§ Task goal:
List every line of the items that contains the string "exact", matching it case-sensitively.

§ Record set:
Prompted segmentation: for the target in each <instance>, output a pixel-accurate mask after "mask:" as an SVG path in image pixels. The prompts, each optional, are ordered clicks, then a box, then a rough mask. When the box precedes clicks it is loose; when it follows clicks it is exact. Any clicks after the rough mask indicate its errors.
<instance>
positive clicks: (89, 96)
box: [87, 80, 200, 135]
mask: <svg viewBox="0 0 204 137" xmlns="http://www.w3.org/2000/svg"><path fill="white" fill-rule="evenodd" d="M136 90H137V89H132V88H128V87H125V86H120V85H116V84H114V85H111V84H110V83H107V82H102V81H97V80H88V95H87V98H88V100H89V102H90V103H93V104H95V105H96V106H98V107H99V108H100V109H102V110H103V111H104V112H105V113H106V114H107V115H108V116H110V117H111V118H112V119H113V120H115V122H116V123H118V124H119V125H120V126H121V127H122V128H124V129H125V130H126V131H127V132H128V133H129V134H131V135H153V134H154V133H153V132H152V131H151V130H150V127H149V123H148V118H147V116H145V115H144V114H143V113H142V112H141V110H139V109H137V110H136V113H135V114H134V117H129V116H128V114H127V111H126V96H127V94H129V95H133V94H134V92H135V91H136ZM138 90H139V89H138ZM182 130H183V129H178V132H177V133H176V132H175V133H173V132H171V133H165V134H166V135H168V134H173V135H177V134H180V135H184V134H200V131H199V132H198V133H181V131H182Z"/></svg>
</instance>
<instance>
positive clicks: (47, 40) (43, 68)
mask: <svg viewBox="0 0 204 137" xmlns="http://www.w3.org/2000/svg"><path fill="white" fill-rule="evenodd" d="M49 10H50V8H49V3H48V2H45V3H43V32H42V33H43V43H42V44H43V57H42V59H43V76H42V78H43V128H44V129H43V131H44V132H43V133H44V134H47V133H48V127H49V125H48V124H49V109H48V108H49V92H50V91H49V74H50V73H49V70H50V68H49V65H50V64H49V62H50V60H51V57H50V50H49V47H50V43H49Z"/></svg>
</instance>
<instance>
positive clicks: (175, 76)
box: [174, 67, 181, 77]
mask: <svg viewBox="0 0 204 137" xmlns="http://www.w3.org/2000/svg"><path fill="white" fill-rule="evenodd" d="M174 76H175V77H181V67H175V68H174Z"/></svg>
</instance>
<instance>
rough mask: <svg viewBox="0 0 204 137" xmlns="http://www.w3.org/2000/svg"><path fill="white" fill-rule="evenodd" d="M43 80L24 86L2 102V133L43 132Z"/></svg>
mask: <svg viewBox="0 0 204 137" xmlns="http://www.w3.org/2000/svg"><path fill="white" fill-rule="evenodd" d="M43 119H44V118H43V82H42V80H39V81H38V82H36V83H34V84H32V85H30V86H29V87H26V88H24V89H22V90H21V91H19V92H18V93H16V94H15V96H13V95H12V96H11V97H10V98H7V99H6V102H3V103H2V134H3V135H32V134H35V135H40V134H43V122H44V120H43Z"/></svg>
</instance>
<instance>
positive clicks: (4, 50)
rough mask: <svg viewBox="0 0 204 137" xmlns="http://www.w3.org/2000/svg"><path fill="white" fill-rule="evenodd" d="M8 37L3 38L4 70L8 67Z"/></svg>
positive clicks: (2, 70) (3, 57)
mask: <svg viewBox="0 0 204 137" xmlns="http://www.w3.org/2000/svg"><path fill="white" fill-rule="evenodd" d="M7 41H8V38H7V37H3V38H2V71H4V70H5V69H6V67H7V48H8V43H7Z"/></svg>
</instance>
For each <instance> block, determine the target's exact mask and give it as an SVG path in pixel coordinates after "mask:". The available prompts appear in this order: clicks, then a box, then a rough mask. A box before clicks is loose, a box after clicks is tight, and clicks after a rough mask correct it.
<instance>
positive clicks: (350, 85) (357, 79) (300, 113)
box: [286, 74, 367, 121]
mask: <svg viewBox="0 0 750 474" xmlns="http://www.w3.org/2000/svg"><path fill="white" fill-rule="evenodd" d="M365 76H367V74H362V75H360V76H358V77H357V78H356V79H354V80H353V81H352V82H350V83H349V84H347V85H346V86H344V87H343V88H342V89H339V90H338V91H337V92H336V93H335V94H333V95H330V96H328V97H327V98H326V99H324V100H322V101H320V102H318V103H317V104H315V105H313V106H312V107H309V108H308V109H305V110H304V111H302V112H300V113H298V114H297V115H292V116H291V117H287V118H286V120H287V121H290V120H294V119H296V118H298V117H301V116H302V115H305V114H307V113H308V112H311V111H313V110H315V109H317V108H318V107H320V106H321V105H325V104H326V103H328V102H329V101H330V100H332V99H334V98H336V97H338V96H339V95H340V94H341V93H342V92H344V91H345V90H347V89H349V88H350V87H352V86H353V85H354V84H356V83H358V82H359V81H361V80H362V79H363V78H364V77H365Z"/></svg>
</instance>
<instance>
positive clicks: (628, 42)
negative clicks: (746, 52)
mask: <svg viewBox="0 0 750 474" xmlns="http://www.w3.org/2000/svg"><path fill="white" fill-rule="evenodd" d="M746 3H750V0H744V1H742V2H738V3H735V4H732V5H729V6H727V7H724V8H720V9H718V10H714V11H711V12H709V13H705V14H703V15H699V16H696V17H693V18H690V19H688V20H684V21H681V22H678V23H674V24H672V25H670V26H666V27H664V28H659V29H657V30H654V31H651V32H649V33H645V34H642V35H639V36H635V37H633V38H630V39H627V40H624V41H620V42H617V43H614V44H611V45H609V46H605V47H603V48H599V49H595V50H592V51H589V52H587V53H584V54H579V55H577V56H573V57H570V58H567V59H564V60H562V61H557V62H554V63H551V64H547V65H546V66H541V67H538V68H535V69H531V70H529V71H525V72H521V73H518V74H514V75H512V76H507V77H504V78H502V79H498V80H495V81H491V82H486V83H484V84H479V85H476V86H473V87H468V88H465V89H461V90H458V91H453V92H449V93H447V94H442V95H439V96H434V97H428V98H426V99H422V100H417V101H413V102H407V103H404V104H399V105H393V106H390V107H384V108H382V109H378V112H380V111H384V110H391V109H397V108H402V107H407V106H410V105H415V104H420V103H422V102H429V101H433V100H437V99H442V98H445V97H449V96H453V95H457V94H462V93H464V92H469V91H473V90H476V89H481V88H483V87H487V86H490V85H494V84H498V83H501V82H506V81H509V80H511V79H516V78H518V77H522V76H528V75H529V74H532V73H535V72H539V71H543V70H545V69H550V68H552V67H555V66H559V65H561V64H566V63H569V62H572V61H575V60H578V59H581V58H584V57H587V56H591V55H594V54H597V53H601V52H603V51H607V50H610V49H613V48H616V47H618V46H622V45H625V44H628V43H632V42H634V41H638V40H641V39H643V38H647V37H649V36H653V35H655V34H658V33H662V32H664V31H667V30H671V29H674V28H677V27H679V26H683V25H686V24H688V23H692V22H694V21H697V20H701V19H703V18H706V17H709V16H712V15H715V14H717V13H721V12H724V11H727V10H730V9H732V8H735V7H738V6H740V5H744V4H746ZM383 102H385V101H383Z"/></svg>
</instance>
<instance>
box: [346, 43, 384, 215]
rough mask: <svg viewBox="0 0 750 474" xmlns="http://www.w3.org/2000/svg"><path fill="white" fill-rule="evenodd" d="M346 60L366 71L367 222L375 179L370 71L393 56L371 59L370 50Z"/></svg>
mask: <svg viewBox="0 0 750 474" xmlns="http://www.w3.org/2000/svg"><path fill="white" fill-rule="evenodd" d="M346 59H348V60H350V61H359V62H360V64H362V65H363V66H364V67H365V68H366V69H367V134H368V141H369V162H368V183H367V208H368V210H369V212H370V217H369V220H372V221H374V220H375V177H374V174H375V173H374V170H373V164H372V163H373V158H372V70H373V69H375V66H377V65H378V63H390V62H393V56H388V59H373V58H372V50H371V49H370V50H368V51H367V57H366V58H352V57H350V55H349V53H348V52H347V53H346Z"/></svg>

§ Solution to the problem:
Prompted segmentation: for the target in each <instance>, output a pixel-accurate mask after "mask:" as an SVG path in image pixels. The prompts, each optional, are ordered clicks, then a box, then a rough mask. When the box precedes clicks it is loose; when it follows clicks it is exact. Any clicks after the rough mask indicate its errors.
For each <instance> block, determine the target's exact mask and give it as an SVG path in pixel coordinates after "mask:". The available prompts appear in this order: clicks, then a box, then a rough mask. A box before clicks is loose, a box after clicks is tight, and clicks after a rough mask correct it.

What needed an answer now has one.